◆ **WHAT YOU ARE ASKED TO DO**:
Find every line in the records below that contains the string "breast" and copy each of those lines. Treat the match as case-sensitive.

======== DATA FOR THE TASK

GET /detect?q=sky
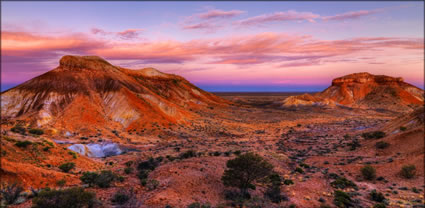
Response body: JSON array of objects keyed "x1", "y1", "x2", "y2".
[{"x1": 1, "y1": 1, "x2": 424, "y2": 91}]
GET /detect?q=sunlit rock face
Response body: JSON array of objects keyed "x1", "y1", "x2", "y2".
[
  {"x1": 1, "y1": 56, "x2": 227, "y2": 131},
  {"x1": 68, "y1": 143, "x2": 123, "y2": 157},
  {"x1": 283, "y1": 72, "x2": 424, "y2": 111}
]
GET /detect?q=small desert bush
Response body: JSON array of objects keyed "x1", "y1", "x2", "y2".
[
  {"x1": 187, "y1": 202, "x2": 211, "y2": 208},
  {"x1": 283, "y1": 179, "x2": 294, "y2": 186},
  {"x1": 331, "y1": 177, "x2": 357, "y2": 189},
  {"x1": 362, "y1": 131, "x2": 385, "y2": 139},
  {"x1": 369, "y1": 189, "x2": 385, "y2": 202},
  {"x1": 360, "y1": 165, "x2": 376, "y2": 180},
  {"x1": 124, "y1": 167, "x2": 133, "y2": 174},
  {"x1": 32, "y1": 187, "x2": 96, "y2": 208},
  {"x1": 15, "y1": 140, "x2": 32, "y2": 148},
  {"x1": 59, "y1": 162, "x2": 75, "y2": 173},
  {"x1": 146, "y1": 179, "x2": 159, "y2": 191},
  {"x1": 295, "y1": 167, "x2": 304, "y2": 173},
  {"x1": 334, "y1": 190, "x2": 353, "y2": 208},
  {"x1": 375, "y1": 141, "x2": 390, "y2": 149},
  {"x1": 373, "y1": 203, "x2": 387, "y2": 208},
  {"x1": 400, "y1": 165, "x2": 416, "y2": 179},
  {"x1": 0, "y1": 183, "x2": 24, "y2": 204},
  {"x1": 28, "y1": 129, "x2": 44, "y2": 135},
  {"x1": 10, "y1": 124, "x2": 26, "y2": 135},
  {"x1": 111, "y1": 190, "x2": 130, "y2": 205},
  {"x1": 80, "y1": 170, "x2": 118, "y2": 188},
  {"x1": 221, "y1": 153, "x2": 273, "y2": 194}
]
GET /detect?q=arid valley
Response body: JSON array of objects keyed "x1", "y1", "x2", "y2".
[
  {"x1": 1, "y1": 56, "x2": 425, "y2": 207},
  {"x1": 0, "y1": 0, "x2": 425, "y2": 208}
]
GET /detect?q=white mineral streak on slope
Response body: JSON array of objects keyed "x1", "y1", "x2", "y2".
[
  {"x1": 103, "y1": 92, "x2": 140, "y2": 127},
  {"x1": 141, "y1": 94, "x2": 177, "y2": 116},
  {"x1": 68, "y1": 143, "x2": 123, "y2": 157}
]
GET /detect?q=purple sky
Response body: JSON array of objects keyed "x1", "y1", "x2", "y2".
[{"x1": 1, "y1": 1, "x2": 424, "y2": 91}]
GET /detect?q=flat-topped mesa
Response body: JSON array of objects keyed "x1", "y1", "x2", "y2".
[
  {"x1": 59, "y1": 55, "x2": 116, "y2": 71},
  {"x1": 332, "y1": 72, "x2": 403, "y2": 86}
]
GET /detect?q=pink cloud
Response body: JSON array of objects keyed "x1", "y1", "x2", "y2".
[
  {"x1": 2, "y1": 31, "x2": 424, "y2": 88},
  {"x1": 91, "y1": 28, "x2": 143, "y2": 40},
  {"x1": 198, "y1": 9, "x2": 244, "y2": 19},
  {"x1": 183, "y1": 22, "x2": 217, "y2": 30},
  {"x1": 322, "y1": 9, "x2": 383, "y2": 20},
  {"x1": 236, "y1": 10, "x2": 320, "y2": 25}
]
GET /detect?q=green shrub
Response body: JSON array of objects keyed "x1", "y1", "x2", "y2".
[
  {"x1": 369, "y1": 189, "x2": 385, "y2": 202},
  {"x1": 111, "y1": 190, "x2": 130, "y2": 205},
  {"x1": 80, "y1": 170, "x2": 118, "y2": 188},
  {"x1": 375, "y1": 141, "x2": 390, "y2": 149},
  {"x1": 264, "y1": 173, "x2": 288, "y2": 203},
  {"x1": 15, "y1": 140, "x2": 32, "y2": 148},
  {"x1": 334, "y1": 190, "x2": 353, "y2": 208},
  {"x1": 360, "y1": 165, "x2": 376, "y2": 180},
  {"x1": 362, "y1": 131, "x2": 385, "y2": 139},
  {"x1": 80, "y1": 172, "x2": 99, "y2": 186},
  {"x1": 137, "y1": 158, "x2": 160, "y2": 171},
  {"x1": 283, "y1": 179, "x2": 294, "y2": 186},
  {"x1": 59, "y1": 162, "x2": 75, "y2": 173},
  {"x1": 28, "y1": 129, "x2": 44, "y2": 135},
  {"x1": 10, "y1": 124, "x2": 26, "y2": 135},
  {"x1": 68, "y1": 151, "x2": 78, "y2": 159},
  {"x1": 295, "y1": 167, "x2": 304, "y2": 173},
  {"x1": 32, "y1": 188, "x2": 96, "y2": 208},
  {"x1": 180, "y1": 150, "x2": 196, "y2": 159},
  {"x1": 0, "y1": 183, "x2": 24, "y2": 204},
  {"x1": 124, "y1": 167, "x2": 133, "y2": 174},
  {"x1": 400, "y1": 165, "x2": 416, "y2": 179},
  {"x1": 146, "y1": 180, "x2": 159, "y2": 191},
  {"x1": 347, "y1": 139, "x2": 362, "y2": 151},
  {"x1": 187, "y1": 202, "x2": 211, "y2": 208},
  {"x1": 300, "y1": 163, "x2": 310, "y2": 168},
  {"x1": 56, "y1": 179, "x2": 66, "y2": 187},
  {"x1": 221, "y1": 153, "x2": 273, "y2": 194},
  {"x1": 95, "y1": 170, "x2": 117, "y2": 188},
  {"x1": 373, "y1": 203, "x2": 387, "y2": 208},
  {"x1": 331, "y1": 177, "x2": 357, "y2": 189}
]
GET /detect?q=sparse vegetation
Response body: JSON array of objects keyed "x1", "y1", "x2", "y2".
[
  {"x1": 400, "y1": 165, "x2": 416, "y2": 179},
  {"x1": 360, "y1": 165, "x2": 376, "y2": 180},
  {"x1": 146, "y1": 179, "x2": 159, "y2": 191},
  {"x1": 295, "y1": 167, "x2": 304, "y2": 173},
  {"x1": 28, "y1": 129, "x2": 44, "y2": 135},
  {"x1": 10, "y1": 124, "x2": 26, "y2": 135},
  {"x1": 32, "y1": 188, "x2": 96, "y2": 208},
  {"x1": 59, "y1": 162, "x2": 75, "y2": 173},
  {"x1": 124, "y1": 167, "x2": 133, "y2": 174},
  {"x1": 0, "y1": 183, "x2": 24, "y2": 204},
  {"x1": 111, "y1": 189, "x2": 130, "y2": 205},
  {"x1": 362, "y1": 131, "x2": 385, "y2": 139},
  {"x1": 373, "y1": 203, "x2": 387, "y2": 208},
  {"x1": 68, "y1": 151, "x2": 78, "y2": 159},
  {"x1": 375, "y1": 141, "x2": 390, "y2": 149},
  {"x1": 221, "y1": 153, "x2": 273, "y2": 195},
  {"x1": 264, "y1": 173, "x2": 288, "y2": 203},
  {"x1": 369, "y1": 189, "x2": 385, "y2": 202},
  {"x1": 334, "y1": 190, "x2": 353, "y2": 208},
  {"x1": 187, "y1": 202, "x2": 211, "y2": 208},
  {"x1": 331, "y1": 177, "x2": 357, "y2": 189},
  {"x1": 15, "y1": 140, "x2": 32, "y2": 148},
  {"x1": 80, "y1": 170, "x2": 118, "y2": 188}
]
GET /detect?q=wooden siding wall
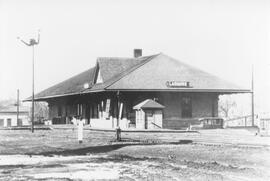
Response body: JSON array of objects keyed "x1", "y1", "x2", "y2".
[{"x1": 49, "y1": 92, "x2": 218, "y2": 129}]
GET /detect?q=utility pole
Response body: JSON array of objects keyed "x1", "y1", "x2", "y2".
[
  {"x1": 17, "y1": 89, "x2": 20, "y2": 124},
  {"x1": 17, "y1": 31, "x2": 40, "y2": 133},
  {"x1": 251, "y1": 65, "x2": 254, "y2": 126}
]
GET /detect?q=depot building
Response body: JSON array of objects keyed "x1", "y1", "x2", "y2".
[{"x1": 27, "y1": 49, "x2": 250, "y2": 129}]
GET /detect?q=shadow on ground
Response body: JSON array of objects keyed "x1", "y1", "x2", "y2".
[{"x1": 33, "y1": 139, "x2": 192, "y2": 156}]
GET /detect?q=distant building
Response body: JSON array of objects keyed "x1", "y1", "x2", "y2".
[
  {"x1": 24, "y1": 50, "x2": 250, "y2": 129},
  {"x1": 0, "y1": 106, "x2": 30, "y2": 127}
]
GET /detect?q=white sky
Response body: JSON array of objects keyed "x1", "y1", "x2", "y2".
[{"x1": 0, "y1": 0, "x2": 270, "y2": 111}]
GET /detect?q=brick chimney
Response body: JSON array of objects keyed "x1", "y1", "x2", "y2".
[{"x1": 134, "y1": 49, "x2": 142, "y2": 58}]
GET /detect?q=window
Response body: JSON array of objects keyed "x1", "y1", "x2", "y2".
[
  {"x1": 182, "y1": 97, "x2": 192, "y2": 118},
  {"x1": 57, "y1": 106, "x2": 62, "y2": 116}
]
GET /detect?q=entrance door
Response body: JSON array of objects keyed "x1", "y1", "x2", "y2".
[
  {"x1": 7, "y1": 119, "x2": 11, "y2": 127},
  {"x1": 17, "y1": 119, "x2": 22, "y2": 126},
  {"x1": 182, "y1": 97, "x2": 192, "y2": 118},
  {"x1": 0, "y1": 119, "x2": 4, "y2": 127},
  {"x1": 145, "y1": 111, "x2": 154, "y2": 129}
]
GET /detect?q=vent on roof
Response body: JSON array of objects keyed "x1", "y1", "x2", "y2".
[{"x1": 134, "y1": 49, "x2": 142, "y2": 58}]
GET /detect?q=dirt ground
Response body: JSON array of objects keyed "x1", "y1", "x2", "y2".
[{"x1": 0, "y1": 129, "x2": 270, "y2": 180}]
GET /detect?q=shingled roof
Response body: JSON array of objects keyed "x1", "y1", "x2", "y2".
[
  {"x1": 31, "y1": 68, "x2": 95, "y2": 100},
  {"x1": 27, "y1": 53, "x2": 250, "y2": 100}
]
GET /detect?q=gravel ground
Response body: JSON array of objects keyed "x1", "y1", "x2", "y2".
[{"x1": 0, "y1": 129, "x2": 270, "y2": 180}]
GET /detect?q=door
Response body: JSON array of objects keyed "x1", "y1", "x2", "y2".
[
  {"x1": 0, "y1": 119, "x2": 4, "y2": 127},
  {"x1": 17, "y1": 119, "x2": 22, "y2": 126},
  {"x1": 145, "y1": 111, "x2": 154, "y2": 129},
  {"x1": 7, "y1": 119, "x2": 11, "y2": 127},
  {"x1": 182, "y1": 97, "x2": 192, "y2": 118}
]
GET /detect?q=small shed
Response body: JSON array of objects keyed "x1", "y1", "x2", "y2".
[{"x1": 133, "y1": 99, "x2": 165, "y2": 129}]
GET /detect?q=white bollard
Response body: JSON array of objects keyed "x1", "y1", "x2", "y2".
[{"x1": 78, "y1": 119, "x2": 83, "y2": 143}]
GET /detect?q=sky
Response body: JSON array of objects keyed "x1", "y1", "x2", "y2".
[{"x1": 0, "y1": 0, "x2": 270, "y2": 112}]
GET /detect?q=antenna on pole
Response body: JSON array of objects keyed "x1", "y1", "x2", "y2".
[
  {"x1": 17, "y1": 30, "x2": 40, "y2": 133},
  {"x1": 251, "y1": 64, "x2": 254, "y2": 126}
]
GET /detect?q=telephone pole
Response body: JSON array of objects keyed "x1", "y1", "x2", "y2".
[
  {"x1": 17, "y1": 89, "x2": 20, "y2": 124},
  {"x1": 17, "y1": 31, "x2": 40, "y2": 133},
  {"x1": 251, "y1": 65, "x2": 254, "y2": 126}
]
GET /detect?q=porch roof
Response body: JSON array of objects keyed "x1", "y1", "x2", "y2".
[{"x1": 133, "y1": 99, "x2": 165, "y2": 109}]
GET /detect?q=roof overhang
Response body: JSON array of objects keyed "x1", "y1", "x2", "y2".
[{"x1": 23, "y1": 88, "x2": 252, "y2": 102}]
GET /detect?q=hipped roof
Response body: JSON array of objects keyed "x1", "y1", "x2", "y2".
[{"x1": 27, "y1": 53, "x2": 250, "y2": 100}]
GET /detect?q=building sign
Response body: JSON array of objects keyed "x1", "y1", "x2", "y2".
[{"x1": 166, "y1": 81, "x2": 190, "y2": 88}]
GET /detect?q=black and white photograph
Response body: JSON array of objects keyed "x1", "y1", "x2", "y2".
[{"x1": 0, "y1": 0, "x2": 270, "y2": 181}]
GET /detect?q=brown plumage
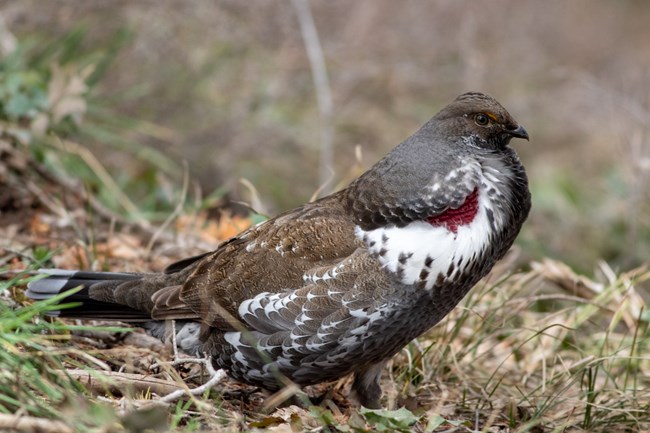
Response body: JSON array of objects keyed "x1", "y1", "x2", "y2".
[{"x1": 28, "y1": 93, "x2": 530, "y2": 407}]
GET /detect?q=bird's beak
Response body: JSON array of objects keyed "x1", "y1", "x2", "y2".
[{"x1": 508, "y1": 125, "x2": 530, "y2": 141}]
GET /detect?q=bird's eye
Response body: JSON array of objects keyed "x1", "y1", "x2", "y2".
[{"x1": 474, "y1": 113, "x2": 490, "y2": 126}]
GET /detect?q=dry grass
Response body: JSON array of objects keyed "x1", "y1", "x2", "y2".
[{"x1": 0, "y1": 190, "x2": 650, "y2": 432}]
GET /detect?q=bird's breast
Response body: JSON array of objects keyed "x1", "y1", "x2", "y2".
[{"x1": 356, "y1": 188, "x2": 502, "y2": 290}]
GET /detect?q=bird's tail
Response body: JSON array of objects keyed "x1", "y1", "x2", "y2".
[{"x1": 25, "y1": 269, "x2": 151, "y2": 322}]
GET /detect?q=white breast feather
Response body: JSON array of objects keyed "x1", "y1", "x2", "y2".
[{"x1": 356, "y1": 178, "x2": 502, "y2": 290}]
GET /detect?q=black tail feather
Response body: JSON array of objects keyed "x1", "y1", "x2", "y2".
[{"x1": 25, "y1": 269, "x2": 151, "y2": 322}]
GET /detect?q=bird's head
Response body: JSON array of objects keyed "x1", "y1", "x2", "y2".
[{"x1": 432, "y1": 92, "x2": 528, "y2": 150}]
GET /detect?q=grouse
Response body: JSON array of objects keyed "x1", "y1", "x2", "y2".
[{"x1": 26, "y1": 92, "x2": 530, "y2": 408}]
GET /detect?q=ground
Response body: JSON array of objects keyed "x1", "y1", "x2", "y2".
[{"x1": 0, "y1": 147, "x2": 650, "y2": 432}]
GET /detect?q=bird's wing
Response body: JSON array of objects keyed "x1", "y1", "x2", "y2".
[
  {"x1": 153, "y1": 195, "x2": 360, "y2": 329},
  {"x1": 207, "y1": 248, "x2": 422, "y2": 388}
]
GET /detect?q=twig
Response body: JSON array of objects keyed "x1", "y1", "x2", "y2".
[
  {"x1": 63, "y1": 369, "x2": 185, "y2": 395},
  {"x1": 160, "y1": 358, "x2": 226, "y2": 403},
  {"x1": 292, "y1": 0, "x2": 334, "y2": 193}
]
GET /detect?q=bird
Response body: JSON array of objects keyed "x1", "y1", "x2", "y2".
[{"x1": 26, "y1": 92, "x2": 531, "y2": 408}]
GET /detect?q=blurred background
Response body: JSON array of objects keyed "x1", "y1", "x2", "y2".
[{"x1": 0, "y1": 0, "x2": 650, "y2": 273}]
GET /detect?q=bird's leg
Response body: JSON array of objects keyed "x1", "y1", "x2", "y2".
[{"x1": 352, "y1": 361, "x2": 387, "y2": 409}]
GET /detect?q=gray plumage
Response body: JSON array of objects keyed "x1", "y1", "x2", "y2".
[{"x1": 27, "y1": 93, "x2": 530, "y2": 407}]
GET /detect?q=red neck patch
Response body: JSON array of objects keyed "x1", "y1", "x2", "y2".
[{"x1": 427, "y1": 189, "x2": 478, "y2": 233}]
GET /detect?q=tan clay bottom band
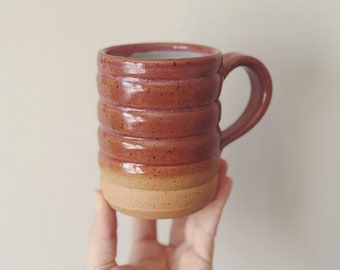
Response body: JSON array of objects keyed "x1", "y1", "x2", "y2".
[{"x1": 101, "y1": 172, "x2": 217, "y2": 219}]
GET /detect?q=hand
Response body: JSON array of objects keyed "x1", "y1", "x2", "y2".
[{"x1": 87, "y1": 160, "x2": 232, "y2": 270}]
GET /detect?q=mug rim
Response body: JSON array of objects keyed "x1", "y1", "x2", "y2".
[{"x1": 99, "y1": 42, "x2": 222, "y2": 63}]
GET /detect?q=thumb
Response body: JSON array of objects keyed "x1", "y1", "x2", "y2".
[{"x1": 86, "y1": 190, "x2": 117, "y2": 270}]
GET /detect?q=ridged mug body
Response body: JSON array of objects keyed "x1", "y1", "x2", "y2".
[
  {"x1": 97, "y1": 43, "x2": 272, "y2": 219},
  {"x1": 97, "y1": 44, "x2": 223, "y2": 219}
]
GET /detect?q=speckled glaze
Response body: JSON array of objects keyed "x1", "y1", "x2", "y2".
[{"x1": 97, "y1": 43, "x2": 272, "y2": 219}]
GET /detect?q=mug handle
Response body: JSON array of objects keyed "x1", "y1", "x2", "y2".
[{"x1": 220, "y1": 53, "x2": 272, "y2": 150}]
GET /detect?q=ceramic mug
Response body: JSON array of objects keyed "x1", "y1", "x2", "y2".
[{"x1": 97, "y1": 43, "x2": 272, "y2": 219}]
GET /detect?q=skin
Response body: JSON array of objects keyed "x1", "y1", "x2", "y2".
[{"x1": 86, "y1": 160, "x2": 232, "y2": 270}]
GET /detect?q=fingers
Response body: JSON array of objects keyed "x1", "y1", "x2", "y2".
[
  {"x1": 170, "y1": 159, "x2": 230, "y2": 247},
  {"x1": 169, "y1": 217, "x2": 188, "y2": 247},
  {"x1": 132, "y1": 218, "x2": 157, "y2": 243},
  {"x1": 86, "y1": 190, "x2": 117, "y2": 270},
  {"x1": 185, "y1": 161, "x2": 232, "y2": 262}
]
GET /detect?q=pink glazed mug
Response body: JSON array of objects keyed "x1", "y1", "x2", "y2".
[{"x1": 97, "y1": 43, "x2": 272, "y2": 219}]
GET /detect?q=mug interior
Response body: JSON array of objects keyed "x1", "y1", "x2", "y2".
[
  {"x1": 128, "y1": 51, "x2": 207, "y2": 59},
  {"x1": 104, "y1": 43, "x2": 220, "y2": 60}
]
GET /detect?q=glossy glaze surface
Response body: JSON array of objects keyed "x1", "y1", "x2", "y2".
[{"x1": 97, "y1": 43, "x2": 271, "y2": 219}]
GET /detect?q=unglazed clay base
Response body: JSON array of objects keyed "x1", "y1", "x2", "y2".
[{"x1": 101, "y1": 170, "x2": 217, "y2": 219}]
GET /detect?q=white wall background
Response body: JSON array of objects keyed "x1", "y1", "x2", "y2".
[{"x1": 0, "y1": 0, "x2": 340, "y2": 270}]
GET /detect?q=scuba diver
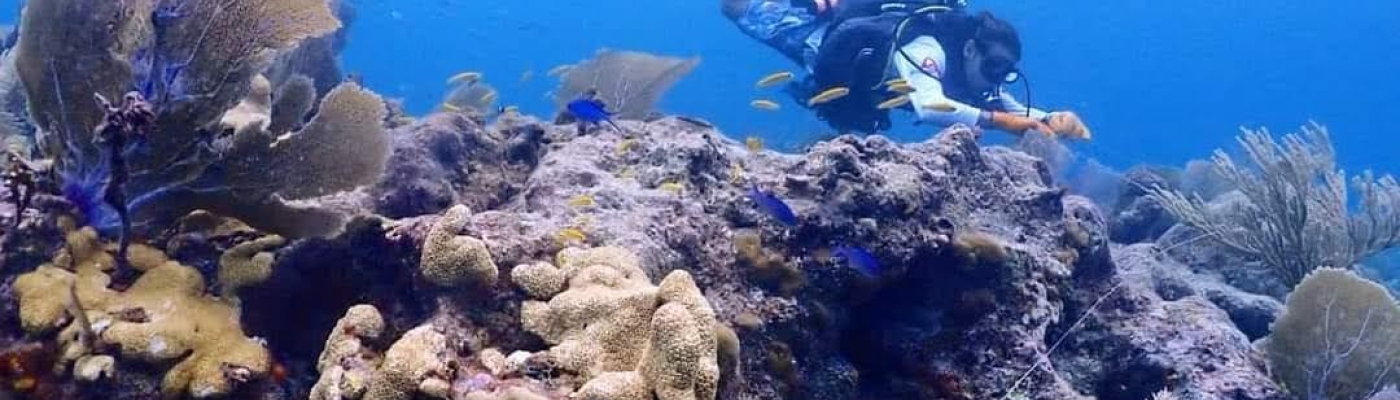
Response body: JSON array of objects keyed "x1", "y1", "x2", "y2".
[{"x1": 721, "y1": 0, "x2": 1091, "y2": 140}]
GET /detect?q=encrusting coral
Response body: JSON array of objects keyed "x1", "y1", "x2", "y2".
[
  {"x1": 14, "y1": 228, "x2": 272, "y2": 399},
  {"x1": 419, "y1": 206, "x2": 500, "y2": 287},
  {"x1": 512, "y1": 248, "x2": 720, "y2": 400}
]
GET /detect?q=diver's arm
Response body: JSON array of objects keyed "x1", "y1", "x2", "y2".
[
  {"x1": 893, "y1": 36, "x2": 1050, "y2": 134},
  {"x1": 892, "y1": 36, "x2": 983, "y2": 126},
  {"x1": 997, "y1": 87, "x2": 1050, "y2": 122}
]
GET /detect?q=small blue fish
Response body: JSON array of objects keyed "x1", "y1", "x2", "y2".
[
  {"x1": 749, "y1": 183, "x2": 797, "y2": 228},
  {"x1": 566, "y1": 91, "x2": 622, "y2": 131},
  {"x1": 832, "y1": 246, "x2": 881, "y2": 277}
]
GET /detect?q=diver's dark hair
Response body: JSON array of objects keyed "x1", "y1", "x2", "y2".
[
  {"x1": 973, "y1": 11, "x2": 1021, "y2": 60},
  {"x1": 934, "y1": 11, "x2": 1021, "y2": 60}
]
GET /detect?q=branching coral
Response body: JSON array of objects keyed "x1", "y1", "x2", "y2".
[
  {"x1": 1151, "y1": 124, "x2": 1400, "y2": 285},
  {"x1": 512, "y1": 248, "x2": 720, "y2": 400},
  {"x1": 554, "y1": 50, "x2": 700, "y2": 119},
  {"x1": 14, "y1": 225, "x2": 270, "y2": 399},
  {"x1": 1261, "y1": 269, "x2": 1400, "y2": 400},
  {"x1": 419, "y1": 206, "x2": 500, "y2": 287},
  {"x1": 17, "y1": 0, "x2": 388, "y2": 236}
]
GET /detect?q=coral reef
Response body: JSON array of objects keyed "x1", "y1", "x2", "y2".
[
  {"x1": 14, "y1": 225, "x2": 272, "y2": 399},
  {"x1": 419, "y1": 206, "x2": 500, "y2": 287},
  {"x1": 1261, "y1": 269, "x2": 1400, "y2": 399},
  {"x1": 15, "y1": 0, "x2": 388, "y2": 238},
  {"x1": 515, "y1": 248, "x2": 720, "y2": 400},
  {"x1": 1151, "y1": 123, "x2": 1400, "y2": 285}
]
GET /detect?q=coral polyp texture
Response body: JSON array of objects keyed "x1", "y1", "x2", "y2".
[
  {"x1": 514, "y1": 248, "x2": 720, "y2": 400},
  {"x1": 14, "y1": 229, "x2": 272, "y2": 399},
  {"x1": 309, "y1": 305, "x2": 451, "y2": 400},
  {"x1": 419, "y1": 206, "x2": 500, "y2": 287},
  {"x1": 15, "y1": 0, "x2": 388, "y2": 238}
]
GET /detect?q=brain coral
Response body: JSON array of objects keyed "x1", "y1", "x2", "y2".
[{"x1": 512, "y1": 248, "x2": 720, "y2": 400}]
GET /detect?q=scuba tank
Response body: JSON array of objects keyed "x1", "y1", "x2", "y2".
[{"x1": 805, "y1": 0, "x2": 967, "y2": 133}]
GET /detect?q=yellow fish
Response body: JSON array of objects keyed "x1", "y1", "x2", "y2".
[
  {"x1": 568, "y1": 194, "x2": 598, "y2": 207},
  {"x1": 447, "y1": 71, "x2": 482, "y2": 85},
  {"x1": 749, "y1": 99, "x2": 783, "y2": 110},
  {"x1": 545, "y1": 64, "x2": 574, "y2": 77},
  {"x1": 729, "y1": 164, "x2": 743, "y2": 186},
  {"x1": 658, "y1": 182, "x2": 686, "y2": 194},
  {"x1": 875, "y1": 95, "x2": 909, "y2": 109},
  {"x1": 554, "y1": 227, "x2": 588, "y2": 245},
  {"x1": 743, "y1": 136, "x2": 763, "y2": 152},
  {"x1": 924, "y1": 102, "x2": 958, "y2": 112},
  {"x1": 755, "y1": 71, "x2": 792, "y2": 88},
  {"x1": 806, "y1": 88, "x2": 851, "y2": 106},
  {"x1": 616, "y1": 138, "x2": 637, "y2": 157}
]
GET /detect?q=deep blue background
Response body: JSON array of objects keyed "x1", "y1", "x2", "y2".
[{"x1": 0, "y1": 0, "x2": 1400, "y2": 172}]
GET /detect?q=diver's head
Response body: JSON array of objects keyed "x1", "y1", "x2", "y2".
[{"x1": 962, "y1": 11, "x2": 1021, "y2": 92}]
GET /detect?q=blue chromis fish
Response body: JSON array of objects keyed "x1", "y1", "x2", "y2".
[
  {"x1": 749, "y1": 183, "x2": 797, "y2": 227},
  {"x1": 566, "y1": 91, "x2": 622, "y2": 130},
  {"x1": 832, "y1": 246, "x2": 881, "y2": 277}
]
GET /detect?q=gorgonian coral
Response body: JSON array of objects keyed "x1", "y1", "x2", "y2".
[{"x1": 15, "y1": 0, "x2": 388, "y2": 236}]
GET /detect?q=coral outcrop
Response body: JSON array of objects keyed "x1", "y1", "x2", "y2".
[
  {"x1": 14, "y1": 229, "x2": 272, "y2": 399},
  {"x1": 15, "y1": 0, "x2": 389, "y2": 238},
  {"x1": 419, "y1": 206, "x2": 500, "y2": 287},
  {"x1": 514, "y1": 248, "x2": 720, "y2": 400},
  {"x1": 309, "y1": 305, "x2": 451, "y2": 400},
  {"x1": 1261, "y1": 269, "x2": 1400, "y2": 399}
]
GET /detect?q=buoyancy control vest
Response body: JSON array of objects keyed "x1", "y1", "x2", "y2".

================

◆ **TASK RESULT**:
GET /detect?q=bird's breast
GET /detect?q=white breast feather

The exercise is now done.